Madras HC – Doctors Not Bound by Corporate-style Non-compete clauses in the professional agreement of the Hospital
judgment dated 23.2.2026 of the Madras High Court in Arbitation O.P. (Com.Div.) No.708 of 2025 of MIOT Hospitals Private Limited Vs. Dr. Balaraman Palaniappan
Clauses of the Professional Agreement between Hospital and Cardio Thoracic Surgeon provide for non-compete, non-solicit and from rejoining rival hospitals or practicing within 15 kms for three yeas.
Madras HC criticized Hospital for importing “cut-copy-paste” non-compete clauses from corporate contracts into medical practice professional agreement with the Doctor
Non-compete and non-solicitation clauses in professional agreement are unenforceable against Doctors.
Madras HC – Arbitration Clause embedded in professional agreement of doctor containing void restrictive covenants’ cannot survive.
Madras HC – Hospitals must respect the professional independence of doctors, disputes must be limited to law obligations like notice periods.
Madras HC strong observations – Hospitals cannot project themselves as “rival businesses” in a way to restrain doctor’s independence.
Madras HC – since restrictive convenants were void and termination of professional agreement was valid, no arbitration dispute of hospital with the doctor remained for appointment of arbitrator.
Madras HC – Doctors Not Bound by Corporate-style Non-compete clauses in the professional agreement of the Hospital
Madras HC Protects Doctor’s Independence – Arbitration Petition of Hospital Rejected
In this section 11 petition for appointment of arbitrator, the dispute was in respect of the professional agreement with the respondent – Consultant Surgeon for three years.

_Goal of the exercise:_
Write what comes next in the summary of the Madras High Court ruling on non-compete clauses for doctors, starting after its last sentence. The material has nothing to do with the Madras High Court summary.

_Given information:_
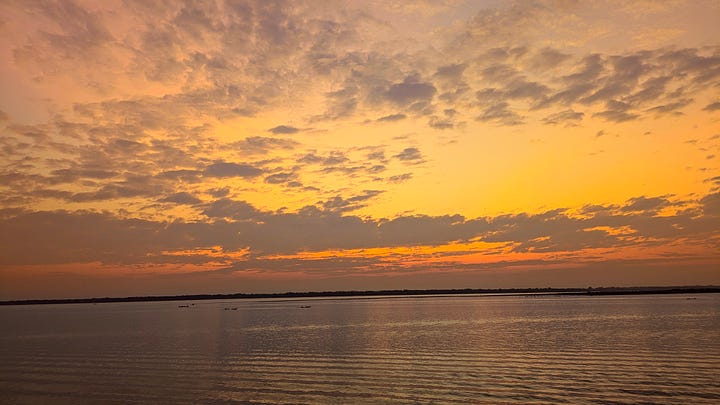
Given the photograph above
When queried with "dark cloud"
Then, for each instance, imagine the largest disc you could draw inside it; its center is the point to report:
(283, 129)
(72, 237)
(229, 169)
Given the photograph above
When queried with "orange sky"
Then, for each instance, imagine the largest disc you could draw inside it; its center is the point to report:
(257, 146)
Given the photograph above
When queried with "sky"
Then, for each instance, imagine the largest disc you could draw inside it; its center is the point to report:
(182, 147)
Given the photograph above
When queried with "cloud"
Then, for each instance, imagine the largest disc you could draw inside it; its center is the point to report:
(410, 90)
(500, 113)
(567, 117)
(339, 204)
(264, 145)
(400, 178)
(280, 178)
(231, 209)
(409, 155)
(712, 106)
(229, 169)
(283, 129)
(181, 198)
(392, 118)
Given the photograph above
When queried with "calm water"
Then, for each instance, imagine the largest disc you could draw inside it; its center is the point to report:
(631, 349)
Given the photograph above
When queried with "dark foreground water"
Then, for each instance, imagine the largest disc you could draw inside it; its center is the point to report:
(629, 349)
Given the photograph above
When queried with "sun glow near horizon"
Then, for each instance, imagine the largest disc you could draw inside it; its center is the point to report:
(219, 147)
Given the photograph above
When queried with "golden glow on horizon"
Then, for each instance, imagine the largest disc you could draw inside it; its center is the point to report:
(356, 138)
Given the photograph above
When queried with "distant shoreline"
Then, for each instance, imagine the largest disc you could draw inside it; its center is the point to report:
(600, 291)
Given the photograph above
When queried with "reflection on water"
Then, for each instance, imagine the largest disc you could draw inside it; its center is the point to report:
(629, 349)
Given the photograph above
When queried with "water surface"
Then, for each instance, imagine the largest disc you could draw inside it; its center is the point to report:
(440, 349)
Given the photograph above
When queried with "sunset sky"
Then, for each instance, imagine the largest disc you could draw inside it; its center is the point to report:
(176, 147)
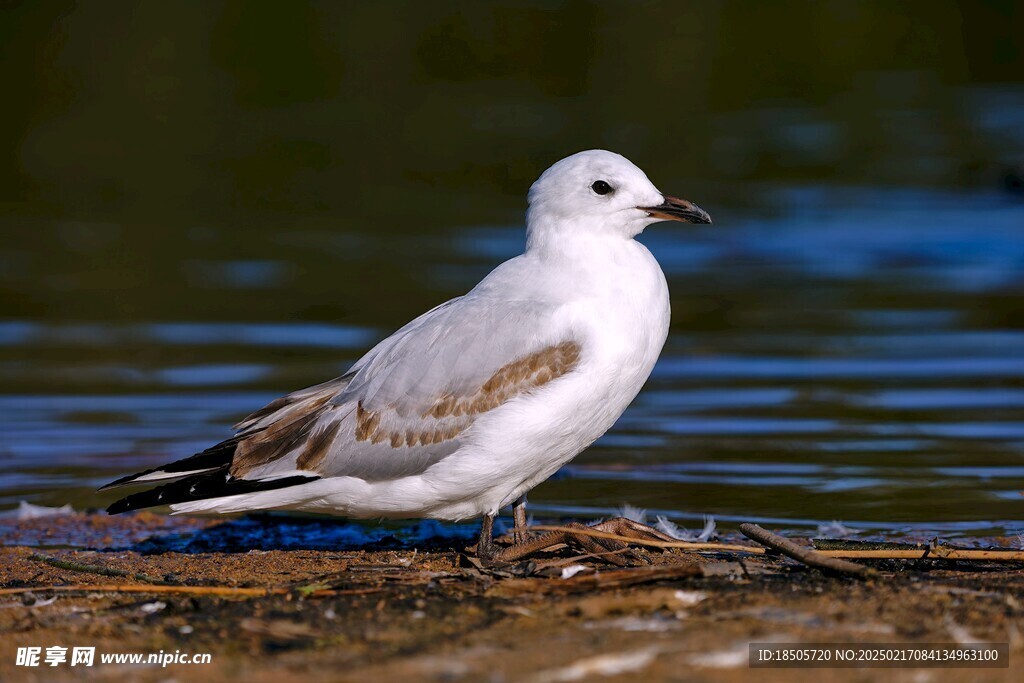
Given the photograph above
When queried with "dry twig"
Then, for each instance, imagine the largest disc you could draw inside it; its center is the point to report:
(808, 556)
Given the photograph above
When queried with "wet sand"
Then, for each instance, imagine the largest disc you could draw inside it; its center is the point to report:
(389, 611)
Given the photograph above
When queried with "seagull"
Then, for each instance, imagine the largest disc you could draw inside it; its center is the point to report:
(466, 409)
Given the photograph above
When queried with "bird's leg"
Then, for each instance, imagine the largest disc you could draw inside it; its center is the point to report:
(632, 529)
(485, 546)
(520, 531)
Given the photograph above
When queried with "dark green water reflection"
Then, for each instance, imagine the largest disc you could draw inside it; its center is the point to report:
(205, 205)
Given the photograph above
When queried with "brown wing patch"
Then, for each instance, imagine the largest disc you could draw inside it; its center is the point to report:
(451, 415)
(281, 436)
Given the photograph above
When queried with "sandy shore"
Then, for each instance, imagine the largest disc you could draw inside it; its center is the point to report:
(392, 612)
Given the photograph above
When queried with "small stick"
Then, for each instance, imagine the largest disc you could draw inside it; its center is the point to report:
(928, 553)
(184, 590)
(686, 545)
(96, 568)
(597, 581)
(808, 556)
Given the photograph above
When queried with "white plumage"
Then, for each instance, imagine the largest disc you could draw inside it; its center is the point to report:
(473, 403)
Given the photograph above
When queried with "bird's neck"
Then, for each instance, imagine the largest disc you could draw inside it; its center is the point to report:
(570, 239)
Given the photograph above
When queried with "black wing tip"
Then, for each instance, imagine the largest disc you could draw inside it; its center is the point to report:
(200, 487)
(216, 457)
(124, 480)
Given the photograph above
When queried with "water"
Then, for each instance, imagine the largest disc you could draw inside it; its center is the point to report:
(206, 208)
(811, 374)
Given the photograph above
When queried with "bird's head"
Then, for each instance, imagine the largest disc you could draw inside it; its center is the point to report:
(602, 191)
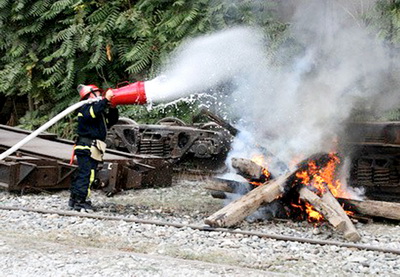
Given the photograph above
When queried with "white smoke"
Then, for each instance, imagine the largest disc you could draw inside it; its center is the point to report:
(299, 107)
(205, 62)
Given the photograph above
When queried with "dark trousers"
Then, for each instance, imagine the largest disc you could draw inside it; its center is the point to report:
(86, 174)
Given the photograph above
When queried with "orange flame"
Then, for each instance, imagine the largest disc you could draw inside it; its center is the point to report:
(321, 180)
(259, 160)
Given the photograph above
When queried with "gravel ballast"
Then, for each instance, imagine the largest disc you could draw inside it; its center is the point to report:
(36, 244)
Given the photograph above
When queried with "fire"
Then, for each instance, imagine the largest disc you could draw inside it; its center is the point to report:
(259, 160)
(320, 180)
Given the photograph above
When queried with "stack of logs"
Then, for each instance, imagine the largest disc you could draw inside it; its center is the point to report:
(275, 188)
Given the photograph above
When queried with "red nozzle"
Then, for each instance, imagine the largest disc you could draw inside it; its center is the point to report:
(132, 94)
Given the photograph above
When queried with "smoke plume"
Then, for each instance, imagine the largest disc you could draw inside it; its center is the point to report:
(294, 104)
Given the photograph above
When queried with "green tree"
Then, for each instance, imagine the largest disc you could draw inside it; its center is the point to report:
(48, 47)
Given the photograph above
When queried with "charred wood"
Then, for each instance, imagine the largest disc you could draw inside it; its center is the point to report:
(349, 230)
(373, 208)
(239, 209)
(324, 208)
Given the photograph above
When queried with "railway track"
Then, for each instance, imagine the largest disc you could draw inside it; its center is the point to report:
(205, 228)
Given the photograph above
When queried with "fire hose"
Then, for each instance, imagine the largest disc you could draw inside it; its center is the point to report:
(206, 228)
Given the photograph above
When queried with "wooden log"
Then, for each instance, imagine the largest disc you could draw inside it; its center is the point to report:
(247, 168)
(239, 209)
(321, 206)
(226, 185)
(349, 230)
(389, 210)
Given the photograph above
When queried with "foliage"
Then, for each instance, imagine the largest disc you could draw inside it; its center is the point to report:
(48, 47)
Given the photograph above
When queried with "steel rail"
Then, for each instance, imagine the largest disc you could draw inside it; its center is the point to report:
(206, 228)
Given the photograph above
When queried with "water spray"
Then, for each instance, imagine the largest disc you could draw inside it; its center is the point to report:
(45, 126)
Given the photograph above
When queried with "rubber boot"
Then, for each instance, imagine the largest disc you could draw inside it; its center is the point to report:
(71, 201)
(83, 205)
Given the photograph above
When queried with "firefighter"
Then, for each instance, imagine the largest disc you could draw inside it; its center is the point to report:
(93, 121)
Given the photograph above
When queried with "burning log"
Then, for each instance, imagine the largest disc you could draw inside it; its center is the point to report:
(247, 168)
(321, 206)
(349, 230)
(332, 211)
(374, 208)
(239, 209)
(224, 185)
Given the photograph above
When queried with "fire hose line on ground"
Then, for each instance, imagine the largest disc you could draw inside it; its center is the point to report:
(206, 228)
(44, 127)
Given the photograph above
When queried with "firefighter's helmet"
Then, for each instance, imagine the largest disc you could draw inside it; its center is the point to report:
(87, 91)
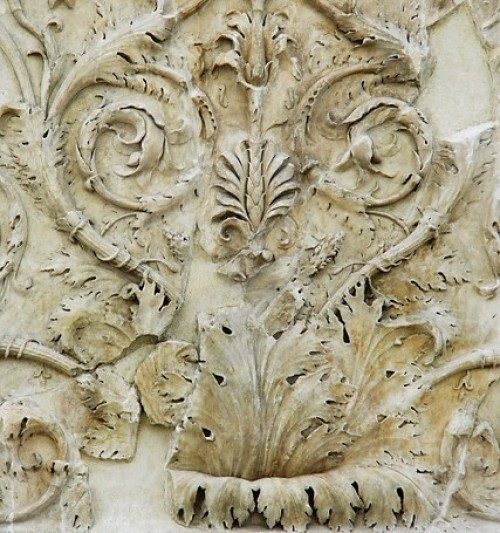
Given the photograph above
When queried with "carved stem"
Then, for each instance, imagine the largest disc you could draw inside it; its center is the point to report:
(79, 228)
(480, 359)
(16, 233)
(33, 351)
(427, 229)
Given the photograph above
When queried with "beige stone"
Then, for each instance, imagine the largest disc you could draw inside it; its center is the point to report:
(249, 265)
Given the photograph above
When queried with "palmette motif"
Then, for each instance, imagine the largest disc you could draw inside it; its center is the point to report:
(347, 374)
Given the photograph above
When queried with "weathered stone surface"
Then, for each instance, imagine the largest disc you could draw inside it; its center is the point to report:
(249, 265)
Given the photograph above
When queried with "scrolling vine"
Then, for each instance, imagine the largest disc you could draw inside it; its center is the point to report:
(350, 381)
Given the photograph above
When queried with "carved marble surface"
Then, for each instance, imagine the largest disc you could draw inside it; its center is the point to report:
(249, 265)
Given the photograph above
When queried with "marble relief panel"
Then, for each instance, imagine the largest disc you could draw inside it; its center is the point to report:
(249, 265)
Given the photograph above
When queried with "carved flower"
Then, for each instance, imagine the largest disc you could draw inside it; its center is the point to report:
(257, 40)
(256, 189)
(391, 139)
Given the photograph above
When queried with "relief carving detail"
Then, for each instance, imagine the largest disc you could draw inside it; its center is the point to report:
(242, 222)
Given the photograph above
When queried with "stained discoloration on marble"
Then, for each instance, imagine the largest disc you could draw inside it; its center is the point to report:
(249, 260)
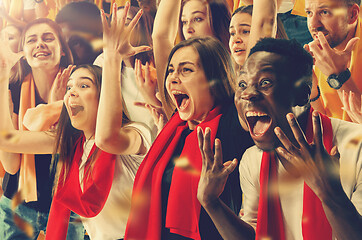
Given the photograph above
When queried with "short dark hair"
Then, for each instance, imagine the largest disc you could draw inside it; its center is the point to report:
(216, 63)
(298, 65)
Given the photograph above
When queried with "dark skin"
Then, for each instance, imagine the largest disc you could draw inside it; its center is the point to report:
(309, 161)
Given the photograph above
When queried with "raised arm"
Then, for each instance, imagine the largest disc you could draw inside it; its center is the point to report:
(264, 21)
(12, 140)
(110, 134)
(164, 35)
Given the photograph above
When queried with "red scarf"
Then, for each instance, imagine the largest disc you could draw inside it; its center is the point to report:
(183, 209)
(270, 217)
(69, 196)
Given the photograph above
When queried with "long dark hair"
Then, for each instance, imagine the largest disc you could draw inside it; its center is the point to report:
(220, 15)
(217, 65)
(67, 135)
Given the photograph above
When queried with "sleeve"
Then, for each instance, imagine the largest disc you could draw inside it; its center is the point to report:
(145, 133)
(249, 182)
(15, 95)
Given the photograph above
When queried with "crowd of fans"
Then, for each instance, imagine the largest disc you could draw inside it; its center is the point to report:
(180, 119)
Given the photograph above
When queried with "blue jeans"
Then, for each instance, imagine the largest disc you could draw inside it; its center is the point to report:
(38, 220)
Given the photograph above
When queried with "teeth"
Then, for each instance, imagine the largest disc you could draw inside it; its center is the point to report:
(255, 114)
(41, 54)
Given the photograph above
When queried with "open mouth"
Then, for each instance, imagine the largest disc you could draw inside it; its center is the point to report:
(182, 100)
(239, 50)
(259, 123)
(75, 109)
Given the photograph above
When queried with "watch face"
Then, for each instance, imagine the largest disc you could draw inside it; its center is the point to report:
(334, 83)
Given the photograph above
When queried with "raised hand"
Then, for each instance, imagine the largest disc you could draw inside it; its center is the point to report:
(214, 172)
(146, 85)
(59, 86)
(158, 114)
(116, 37)
(319, 169)
(329, 60)
(7, 58)
(352, 106)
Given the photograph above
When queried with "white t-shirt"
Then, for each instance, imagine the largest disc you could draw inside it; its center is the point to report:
(111, 222)
(346, 136)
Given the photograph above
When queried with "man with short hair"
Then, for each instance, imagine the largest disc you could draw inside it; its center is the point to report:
(335, 28)
(296, 183)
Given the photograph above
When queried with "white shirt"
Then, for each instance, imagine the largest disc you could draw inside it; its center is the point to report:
(346, 136)
(111, 222)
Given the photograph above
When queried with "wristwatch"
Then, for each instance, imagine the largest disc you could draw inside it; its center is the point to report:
(336, 81)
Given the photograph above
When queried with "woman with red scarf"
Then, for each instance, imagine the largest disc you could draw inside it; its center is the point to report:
(198, 82)
(99, 149)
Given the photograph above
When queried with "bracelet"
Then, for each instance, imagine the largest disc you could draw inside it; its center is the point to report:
(316, 97)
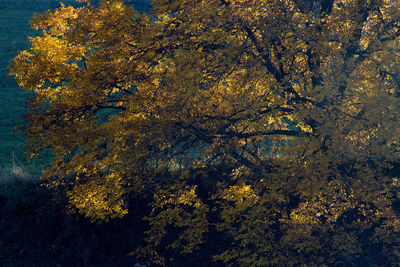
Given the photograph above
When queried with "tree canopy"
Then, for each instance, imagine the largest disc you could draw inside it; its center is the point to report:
(257, 132)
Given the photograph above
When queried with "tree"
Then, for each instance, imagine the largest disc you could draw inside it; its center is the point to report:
(271, 124)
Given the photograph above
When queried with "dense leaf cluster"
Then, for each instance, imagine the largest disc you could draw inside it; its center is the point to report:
(257, 132)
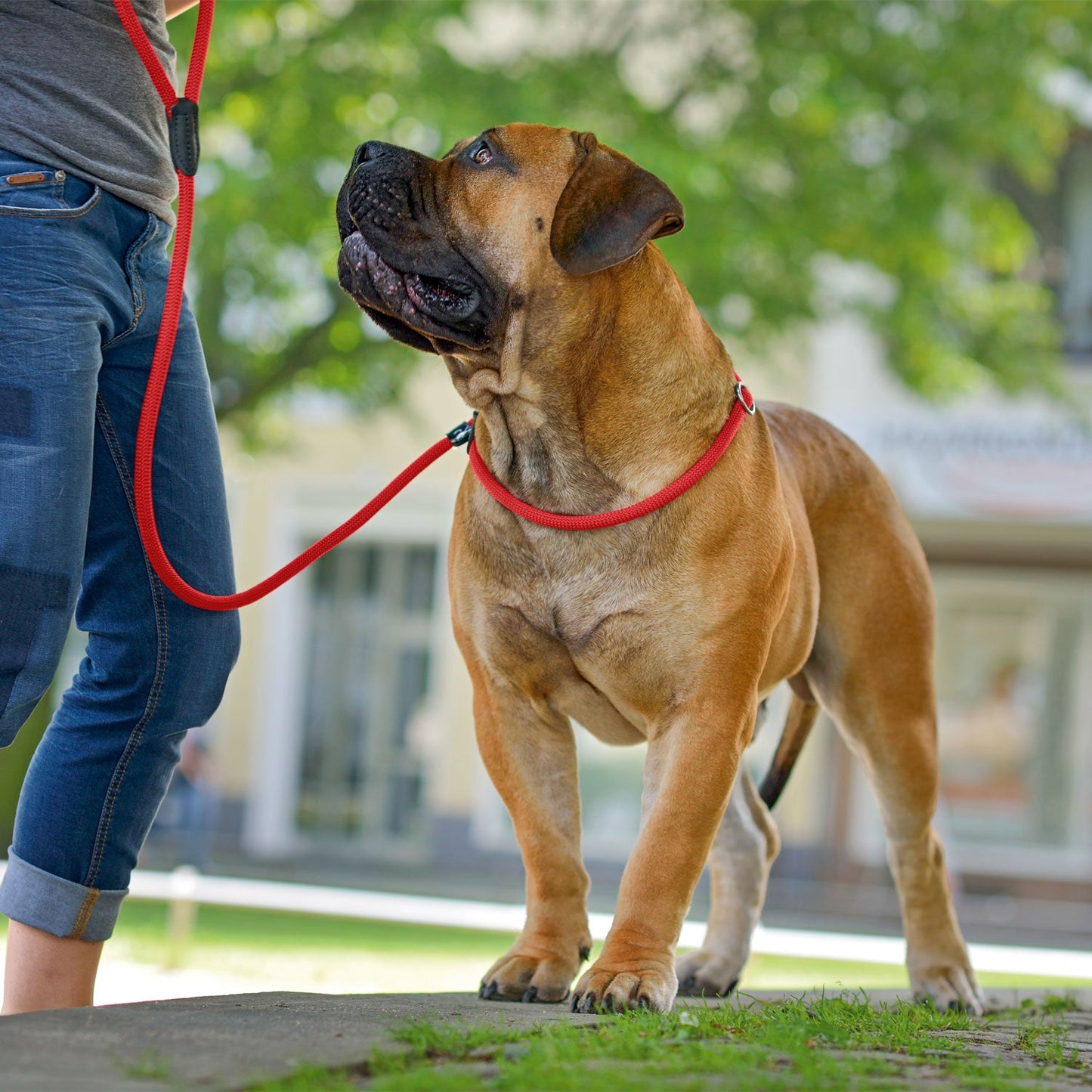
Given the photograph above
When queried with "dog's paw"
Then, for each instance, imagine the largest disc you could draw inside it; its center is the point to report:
(704, 972)
(532, 976)
(948, 986)
(606, 988)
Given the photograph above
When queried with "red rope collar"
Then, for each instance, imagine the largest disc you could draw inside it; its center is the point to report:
(181, 119)
(743, 407)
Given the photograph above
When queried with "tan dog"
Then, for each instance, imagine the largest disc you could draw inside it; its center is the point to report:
(523, 258)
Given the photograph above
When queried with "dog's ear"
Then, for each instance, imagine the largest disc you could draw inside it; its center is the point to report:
(608, 210)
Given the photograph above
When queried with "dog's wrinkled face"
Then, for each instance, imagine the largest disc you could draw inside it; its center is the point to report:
(441, 252)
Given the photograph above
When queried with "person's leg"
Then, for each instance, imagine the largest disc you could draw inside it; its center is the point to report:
(56, 295)
(47, 972)
(154, 667)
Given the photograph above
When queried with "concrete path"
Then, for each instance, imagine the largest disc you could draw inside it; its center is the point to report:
(234, 1041)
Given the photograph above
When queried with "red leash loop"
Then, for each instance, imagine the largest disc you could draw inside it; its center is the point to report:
(165, 348)
(181, 116)
(743, 407)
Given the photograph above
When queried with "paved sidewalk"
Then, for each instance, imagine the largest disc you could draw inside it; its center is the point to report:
(234, 1041)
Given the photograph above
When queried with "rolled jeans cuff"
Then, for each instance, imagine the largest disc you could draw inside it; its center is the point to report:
(51, 905)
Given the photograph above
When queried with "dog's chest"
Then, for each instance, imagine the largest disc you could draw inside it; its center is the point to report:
(576, 591)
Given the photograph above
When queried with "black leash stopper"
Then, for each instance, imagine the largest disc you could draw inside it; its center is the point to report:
(463, 432)
(184, 140)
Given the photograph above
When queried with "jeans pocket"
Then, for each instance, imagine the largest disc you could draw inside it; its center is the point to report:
(45, 193)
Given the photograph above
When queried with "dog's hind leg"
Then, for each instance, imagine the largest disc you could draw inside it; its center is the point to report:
(739, 863)
(871, 670)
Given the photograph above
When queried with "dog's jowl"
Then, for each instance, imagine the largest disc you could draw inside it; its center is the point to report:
(524, 259)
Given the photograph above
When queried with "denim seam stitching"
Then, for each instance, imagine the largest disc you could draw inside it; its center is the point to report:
(83, 917)
(132, 275)
(161, 655)
(54, 213)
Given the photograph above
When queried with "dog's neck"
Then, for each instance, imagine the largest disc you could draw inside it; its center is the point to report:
(577, 419)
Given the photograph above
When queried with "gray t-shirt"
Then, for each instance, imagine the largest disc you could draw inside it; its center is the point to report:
(74, 94)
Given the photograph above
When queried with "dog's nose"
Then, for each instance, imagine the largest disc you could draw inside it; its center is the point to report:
(370, 150)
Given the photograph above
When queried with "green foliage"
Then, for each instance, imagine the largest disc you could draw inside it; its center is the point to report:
(829, 154)
(829, 1043)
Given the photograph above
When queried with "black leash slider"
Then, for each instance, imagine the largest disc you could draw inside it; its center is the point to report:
(463, 432)
(184, 142)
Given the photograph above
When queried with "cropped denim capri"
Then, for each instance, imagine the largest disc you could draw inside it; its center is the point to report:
(82, 282)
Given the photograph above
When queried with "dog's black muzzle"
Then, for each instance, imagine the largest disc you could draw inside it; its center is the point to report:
(395, 260)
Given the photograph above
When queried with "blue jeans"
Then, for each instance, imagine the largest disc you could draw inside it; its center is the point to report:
(82, 283)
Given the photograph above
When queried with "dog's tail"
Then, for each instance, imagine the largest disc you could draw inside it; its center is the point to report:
(802, 716)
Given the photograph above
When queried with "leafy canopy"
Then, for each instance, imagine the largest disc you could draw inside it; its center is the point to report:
(827, 153)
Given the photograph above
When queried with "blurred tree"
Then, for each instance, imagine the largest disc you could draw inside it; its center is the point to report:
(829, 154)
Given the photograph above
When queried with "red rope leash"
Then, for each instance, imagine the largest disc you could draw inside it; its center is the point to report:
(165, 346)
(743, 407)
(181, 116)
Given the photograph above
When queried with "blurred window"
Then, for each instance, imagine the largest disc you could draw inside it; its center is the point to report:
(1075, 297)
(367, 676)
(1062, 220)
(1007, 651)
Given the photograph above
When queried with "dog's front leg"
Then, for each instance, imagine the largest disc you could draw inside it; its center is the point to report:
(531, 755)
(692, 759)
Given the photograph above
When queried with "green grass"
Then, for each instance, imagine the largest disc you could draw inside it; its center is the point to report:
(832, 1043)
(272, 949)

_Answer box:_
Clause 10.2 provided for three months’ advance notice or professional fees for early termination of the agreement. Clause 2.3 provided for liquidated damages.
Clause 8.3 and Clause 8.3 provided for non-solicitation and non-compete restrictions for a period of three years.
However, before completion of three years period the respondent had resigned and terminated the agreement. Moreover, the respondent did not give three months’ advance notice or professional fees as required by Clause 10.2 of the agreement.
By no stretch, one hospital can treat another hospital as a rival and consequently, non-compete clause never form part of an agreement between a hospital and a doctor.
In so far Clause 8 that has been relied upon by the petitioner is concerned, it deals with confidentiality, non-solicitation and non compete covenants. It is quite unfortunate that a hospital has incorporated such a clause in an agreement entered into with a doctor. Either the above clause is as a result of cut, copy and paste syndrome from an agreement, which is regularly entered into between technology companies with their employees or the petitioner hospital has forgotten the fact that they are running a hospital to serve the patients and that they are indirectly admitting that the organization is nothing short of a profit making entity like any other business entity.
It must be kept in mind that the respondent, who is a doctor by profession, cannot be construed as an employee of the petitioner hospital since, by the very nature of service provided by a doctor, at the best, a hospital can only utilize the services and cannot treat a qualified doctor like a regular employee of an organization.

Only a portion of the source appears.